[[ RECORDS TO USE, beginning ]]

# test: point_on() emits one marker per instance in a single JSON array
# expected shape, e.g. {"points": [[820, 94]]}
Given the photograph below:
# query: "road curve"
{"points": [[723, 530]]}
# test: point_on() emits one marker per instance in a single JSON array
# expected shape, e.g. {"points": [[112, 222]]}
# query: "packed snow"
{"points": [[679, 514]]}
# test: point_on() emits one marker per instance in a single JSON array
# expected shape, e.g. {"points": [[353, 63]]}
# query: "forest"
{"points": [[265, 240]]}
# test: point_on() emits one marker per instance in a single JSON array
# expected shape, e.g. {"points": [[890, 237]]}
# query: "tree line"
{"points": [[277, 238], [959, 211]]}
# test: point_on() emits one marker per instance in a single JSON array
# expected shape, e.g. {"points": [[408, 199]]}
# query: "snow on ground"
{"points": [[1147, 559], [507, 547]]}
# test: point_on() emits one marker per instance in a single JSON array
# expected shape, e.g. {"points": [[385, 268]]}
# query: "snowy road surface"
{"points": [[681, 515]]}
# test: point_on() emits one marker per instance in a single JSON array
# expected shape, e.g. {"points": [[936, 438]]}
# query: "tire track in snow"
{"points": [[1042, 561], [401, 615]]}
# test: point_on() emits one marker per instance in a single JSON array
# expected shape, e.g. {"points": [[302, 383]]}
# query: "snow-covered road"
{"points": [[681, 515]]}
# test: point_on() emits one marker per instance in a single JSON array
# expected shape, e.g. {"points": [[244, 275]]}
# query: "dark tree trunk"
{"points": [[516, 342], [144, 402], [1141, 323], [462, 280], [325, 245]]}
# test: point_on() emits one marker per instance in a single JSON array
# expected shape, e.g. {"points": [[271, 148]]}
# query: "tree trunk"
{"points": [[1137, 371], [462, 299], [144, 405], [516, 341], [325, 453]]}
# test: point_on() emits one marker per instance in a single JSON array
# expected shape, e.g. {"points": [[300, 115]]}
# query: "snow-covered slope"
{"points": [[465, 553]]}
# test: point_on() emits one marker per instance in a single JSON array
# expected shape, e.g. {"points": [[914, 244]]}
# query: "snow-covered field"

[[ RECORDS TO USE, end ]]

→ TASK BRIEF
Search the records above for the string "shape". Copy every line that contains it.

→ TASK SOLUTION
# expected shape, e.g. {"points": [[820, 94]]}
# expected shape, e.g. {"points": [[112, 222]]}
# expected shape, e.g. {"points": [[353, 63]]}
# expected shape, e.g. {"points": [[890, 237]]}
# expected shape, e.g. {"points": [[408, 199]]}
# expected shape, e.g. {"points": [[385, 268]]}
# expected shape, e.g. {"points": [[936, 438]]}
# expected shape, e.g. {"points": [[302, 383]]}
# expected shape, e.g. {"points": [[244, 275]]}
# expected shape, e.g. {"points": [[271, 148]]}
# expected shape, e.g. {"points": [[300, 115]]}
# expected shape, e.g. {"points": [[914, 244]]}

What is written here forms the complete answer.